Academic Procrastination and the Effect on Students' Results for ICT Students

Academic Procrastination and the Effect on Students' Results for ICT Students

Kawtar Tani (UCOL, Palmerston North, New Zealand)
DOI: 10.4018/IJCBPL.2017040103


Procrastination has been reported as a prevalent phenomenon in the general population, affecting a number of adults. Procrastination in academia may have particularly serious effects for students in tertiary education, whose academic lives are characterised by frequent deadlines. Indeed, it has been shown that university students who rated high on procrastination received low grades (Tice & Baumeister, 1997). In the present study, the relationship between procrastination and academic performance of tertiary education students enrolled on an ICT program was investigated. Participants were 186 students enrolled full-time on degree or diploma level qualifications within the ICT program at a New Zealand tertiary institution. There was evidence that the submission times of assessments were positively associated with the marks achieved. Also, ICT students who submitted their assessments early appeared to achieve higher marks than those who submitted their assessments closer to or after the deadlines.
Article Preview


In tertiary education, there are almost always deadlines by which students must submit coursework (Sheppard & McDermot, 1970, Born & Whelan, 1973; Semb, Glick & Spencer, 1979). Without deadlines, student procrastination would make course administration and teacher workload almost impossible to manage. It would also mean that students who take longer to prepare assignments would gain an unfair advantage over their peers who submit their coursework early. An ability to work to deadlines is also viewed as an important time management skill, which students must acquire in preparation for future employment.

*The task*
Return the full procrastination article text word for word, keeping every line. The material after this point comes from a different source.

*Provided data*
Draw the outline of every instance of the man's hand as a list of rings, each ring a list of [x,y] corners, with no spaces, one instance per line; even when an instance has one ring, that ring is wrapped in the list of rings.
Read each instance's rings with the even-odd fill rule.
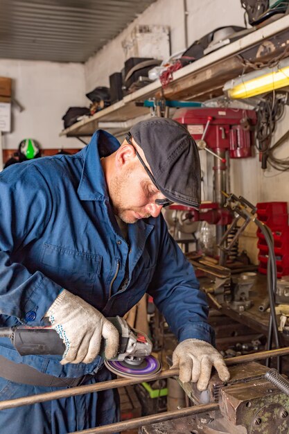
[[[105,358],[112,358],[119,348],[119,332],[100,312],[77,295],[63,289],[46,315],[66,345],[60,363],[90,363],[106,339]]]
[[[198,381],[199,390],[205,390],[211,378],[212,366],[217,370],[222,381],[227,381],[229,372],[221,354],[210,344],[199,339],[186,339],[181,342],[173,354],[173,366],[179,368],[182,383]]]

*Result of this exercise*
Academic Procrastination and the Effect on Students' Results for ICT Students

Academic Procrastination and the Effect on Students' Results for ICT Students

Kawtar Tani (UCOL, Palmerston North, New Zealand)
DOI: 10.4018/IJCBPL.2017040103


Procrastination has been reported as a prevalent phenomenon in the general population, affecting a number of adults. Procrastination in academia may have particularly serious effects for students in tertiary education, whose academic lives are characterised by frequent deadlines. Indeed, it has been shown that university students who rated high on procrastination received low grades (Tice & Baumeister, 1997). In the present study, the relationship between procrastination and academic performance of tertiary education students enrolled on an ICT program was investigated. Participants were 186 students enrolled full-time on degree or diploma level qualifications within the ICT program at a New Zealand tertiary institution. There was evidence that the submission times of assessments were positively associated with the marks achieved. Also, ICT students who submitted their assessments early appeared to achieve higher marks than those who submitted their assessments closer to or after the deadlines.
Article Preview


In tertiary education, there are almost always deadlines by which students must submit coursework (Sheppard & McDermot, 1970, Born & Whelan, 1973; Semb, Glick & Spencer, 1979). Without deadlines, student procrastination would make course administration and teacher workload almost impossible to manage. It would also mean that students who take longer to prepare assignments would gain an unfair advantage over their peers who submit their coursework early. An ability to work to deadlines is also viewed as an important time management skill, which students must acquire in preparation for future employment.